■ **TEXT SEGMENT**:
┌──
By now, you have probably heard the idea that vaccinations cause autism. You’ve probably also heard about those claims being completely false. Some parents, however, still are refusing to take those chances.
At an alarming rate, families are choosing to not have their children vaccinated, and doing so through religious exception.
Vaccination laws allow for only two exemptions to vaccinations, either medical or religious. Medical exemptions are far less common and must be done by a state-licensed physician. Religious exceptions, on the other hand, require little verification.
For North Carolina, for example, the exemption requires no proof of membership to a house of worship, no signature from clergy, nor does it require any notarization from an attorney. Instead, all a parent or guardian has to do is submit a “statement” – one for each child – to the school, day care center or camp only, and not to the state for review or approval.
“People who lived through these diseases that killed their children were so desperate for the vaccine they wouldn’t have dreamed of refusing them,” said Dr. Gabriela Maradiaga-Panayotti, a Duke Hospital pediatrician. “There are many people now who don’t think this is an active issue. They don’t think it’s going to affect them or their child and what worries me is how we are getting the information to these families.”
└──
■ **GIVEN DATA**:
┌──
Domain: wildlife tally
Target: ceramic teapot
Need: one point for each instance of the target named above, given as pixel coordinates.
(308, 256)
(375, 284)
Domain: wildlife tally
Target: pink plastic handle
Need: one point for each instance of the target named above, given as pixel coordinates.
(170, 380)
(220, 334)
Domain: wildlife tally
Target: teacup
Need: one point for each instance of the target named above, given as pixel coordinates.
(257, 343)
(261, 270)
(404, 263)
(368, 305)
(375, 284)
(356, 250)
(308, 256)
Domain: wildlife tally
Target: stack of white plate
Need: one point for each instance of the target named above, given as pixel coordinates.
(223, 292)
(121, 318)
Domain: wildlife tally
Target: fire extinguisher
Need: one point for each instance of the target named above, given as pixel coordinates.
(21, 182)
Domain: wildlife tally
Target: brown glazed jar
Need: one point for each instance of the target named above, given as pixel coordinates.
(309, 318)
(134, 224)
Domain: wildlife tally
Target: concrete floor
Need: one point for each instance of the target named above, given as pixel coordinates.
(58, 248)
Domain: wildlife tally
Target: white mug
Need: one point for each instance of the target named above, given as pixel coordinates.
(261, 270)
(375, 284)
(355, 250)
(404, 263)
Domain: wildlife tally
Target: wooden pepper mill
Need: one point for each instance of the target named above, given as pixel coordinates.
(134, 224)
└──
■ **EXERCISE DETAILS**:
Carry the article on religious exemptions from childhood vaccination forward from the end of the pediatrician's quoted remarks. The lines are separate material and stand apart from the article on religious exemptions from vaccination.

■ **RESPONSE AREA**:
According to the Centers for Disease Control and Prevention (CDC), measles reemerged as early as January 2018. By that summer, health officials reported 107 cases in 21 states.
This year, confirmed cases of measles have skyrocketed to 1,241 – the most since 1992. The majority of those cases are linked to outbreaks in New York, but health officials have reported outbreaks in 30 other states. The majority of the people who got the measles were unvaccinated.
Parents in states with strict vaccination laws, such as New York, are choosing to take their kids into homeschooling or moving all together, when denied the right to let their children attend public schools due to non-vaccination.
“They’re leaving. They’re either homeschooling, or they are leaving,” Assemblyman David DiPietro of New York said.